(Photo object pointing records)

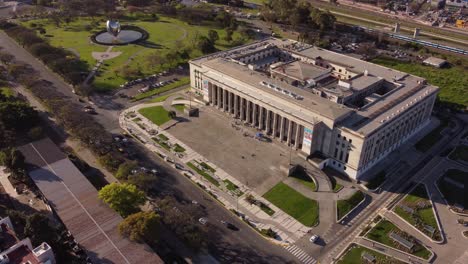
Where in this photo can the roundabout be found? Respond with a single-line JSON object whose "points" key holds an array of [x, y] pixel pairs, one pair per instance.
{"points": [[127, 35]]}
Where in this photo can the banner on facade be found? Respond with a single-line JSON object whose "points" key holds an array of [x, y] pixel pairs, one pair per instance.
{"points": [[308, 136]]}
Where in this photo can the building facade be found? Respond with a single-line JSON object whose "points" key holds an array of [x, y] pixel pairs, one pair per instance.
{"points": [[349, 111]]}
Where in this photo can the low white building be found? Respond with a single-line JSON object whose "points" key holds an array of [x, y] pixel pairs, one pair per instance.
{"points": [[350, 111]]}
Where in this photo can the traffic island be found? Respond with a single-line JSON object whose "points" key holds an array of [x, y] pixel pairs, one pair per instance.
{"points": [[303, 209], [386, 233], [357, 254], [417, 210]]}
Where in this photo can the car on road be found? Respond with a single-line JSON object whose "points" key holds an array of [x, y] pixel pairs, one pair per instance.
{"points": [[203, 220], [179, 166], [230, 226], [314, 238]]}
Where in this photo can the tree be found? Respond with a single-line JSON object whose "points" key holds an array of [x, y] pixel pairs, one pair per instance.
{"points": [[123, 198], [11, 158], [37, 229], [6, 58], [229, 33], [142, 226], [125, 169], [172, 114], [213, 36]]}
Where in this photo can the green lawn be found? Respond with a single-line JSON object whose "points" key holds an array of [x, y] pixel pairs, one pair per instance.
{"points": [[204, 174], [8, 92], [179, 107], [345, 206], [176, 84], [460, 153], [452, 193], [381, 231], [301, 176], [432, 137], [179, 148], [166, 34], [452, 81], [156, 114], [376, 181], [354, 256], [303, 209], [232, 187], [163, 137], [421, 216]]}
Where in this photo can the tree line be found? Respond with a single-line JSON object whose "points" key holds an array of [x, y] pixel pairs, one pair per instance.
{"points": [[61, 61]]}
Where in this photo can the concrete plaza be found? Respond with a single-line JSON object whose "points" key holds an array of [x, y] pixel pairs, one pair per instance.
{"points": [[255, 163]]}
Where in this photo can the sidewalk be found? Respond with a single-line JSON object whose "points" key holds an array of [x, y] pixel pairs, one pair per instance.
{"points": [[6, 183], [389, 251], [288, 229]]}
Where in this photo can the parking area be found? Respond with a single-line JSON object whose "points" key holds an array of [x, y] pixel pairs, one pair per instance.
{"points": [[214, 135]]}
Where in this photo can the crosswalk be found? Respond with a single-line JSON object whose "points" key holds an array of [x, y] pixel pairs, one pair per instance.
{"points": [[301, 254]]}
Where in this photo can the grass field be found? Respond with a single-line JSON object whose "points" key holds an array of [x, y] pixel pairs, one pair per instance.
{"points": [[204, 174], [165, 35], [354, 256], [156, 114], [454, 194], [376, 181], [460, 153], [426, 215], [303, 209], [6, 91], [381, 231], [345, 206], [432, 137], [452, 81], [176, 84], [302, 177]]}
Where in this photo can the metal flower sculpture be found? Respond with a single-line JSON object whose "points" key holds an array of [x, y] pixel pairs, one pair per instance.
{"points": [[113, 27]]}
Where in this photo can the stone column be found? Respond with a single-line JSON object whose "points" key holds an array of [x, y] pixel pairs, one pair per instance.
{"points": [[225, 100], [267, 122], [275, 125], [236, 106], [298, 139], [260, 118], [247, 114], [255, 115], [290, 130], [282, 125], [220, 97]]}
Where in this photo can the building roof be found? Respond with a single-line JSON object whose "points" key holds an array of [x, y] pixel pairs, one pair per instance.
{"points": [[434, 61], [301, 71], [92, 223], [234, 72]]}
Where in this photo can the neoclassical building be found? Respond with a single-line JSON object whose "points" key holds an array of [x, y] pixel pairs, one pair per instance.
{"points": [[350, 112]]}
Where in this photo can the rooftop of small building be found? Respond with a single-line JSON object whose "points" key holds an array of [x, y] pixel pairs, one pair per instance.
{"points": [[309, 101], [300, 71], [409, 88]]}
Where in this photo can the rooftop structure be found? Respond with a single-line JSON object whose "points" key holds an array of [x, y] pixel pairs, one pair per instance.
{"points": [[15, 251], [324, 97], [91, 222]]}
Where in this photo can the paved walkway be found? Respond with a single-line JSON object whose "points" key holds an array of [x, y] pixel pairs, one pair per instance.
{"points": [[288, 229], [6, 183], [390, 251]]}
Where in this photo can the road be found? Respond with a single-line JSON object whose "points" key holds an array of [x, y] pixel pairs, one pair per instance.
{"points": [[400, 186], [243, 246]]}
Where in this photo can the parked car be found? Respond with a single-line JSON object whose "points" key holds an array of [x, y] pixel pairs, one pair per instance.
{"points": [[202, 220], [314, 238]]}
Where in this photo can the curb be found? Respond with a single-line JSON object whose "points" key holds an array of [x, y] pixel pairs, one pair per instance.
{"points": [[409, 254], [436, 216], [352, 210]]}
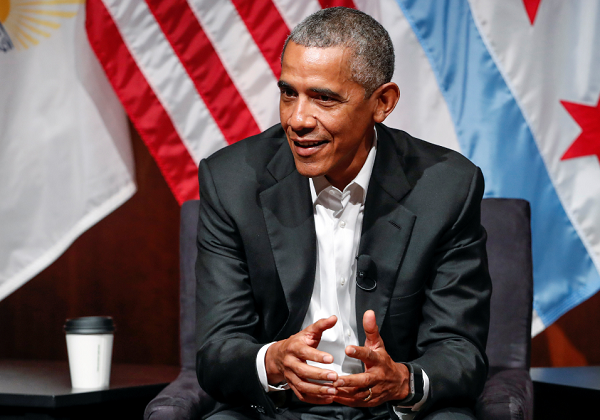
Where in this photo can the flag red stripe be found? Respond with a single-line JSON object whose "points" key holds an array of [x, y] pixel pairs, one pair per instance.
{"points": [[334, 3], [147, 114], [267, 27], [201, 62]]}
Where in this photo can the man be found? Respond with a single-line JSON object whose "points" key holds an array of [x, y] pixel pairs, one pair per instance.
{"points": [[341, 264]]}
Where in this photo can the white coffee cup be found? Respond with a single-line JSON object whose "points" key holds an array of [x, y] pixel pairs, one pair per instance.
{"points": [[89, 345]]}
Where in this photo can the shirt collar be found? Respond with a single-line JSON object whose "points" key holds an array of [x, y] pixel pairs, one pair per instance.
{"points": [[320, 183]]}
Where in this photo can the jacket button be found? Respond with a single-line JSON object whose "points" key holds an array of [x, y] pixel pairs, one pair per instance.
{"points": [[258, 408]]}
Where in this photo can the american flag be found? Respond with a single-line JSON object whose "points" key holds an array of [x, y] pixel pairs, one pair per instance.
{"points": [[195, 75]]}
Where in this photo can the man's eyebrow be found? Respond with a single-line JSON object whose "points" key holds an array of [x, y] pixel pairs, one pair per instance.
{"points": [[325, 92], [321, 91], [283, 85]]}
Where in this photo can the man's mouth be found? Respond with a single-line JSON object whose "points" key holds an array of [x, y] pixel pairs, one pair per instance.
{"points": [[309, 144]]}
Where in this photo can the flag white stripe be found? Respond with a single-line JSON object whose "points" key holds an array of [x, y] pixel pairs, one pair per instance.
{"points": [[241, 57], [422, 110], [525, 52], [167, 77], [293, 11]]}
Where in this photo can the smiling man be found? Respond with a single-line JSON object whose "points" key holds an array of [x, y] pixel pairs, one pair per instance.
{"points": [[341, 264]]}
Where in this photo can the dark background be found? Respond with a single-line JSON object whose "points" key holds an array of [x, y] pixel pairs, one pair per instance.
{"points": [[127, 266]]}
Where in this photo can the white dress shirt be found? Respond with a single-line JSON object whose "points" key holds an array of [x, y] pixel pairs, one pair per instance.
{"points": [[338, 224]]}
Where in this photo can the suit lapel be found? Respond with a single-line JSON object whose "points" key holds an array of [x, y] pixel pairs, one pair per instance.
{"points": [[387, 226], [288, 212]]}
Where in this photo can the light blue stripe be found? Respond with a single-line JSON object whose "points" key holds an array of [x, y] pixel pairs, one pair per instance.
{"points": [[493, 133]]}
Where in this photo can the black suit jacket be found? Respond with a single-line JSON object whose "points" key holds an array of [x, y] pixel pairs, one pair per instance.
{"points": [[257, 259]]}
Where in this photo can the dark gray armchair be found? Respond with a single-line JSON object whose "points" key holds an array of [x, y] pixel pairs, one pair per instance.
{"points": [[508, 392]]}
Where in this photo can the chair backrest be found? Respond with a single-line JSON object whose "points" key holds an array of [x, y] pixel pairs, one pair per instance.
{"points": [[507, 222], [187, 286]]}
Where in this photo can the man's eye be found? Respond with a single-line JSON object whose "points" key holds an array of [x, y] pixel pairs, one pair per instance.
{"points": [[287, 92]]}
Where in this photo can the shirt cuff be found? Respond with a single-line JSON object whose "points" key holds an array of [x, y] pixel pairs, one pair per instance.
{"points": [[261, 369], [408, 413]]}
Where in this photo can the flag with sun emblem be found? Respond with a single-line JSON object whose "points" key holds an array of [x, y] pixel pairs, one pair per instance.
{"points": [[65, 158], [512, 84]]}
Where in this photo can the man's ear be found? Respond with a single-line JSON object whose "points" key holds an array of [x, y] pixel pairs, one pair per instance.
{"points": [[386, 97]]}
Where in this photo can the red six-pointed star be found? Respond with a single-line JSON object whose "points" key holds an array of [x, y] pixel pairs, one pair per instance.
{"points": [[588, 118]]}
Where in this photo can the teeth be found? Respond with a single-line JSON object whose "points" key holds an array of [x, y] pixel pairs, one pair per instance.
{"points": [[309, 143]]}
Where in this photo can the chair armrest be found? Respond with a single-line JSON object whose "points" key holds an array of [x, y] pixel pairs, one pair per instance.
{"points": [[507, 395], [182, 399]]}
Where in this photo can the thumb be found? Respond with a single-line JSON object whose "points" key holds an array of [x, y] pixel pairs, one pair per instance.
{"points": [[373, 339]]}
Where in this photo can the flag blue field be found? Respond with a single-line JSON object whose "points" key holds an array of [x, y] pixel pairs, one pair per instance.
{"points": [[523, 92]]}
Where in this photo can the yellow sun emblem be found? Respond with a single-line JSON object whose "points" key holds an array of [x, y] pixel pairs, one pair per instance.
{"points": [[24, 23]]}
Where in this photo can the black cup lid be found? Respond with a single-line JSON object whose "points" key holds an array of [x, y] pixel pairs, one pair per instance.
{"points": [[90, 325]]}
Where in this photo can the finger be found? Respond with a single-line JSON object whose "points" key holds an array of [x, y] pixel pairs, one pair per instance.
{"points": [[364, 354], [373, 338], [305, 352], [312, 373], [355, 398], [307, 390], [358, 380], [321, 325]]}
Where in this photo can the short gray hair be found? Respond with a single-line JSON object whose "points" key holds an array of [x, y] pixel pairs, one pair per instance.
{"points": [[372, 62]]}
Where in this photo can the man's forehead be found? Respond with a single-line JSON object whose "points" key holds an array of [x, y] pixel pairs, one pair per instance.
{"points": [[318, 66]]}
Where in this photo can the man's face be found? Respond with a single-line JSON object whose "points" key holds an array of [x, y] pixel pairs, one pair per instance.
{"points": [[327, 120]]}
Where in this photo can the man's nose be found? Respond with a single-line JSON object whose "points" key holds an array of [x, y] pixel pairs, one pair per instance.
{"points": [[302, 117]]}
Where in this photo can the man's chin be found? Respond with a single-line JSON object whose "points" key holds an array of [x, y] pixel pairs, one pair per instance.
{"points": [[309, 170]]}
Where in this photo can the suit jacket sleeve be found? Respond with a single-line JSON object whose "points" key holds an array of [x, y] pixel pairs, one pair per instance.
{"points": [[226, 316], [452, 335]]}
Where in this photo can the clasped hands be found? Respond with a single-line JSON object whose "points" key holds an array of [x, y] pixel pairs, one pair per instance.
{"points": [[383, 379]]}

**Written exercise**
Reproduce exactly the lines from the one containing "Where in this photo can the black cup" through the last line of the records above, including both, and nothing else.

**Finished exercise**
Where in this photo can the black cup lid be found? Respond with a single-line JSON object whose "points" key holds an array of [x, y] pixel pairs, one pair per instance.
{"points": [[90, 325]]}
Where in this photo can the finger be found? Respond with a single-line JSON object whose "points" key holds an array of [x, y] pixel pairs, one pair per instance.
{"points": [[364, 354], [373, 338], [305, 352], [312, 373], [355, 398], [307, 390], [358, 380], [321, 325]]}
Where in this photo can the short gray hair be found? Respond with a single-line JSON object whose "points" key holds an array of [x, y] pixel pairs, one pair per instance.
{"points": [[372, 62]]}
Where in this photo can the man's forehead be found? Respond with a single-line JSON object whose "points" key holds an array of [x, y] pixel pairs, one pair per instance.
{"points": [[318, 66]]}
Where in this photo can the man's face be found? Respond with a single-line JSON object whose "points" key holds an array of [x, y] pixel pairs, one pair per instance.
{"points": [[327, 120]]}
Where in this photo can the man's nose be found? Respond with a single-line JSON object whose "points" key holds an array of [x, y] pixel pairs, one pair per instance.
{"points": [[302, 117]]}
Where in this photo can the man's chin be found? Respond with a single-line JSON object whose "points" key holds an array of [x, y] pixel pairs, one pair per instance.
{"points": [[309, 170]]}
Where in this photo can the suit jacket sleeve be found? Respond with a single-line JSON object whose "points" key holds an array of [x, y] pixel pairs, one pair per instance.
{"points": [[226, 316], [452, 335]]}
Where in this photo can the clasped hands be found? Respond with a single-line JSON object whose "points" key holds an array of [x, y] pixel pairs, one pair per instance.
{"points": [[383, 379]]}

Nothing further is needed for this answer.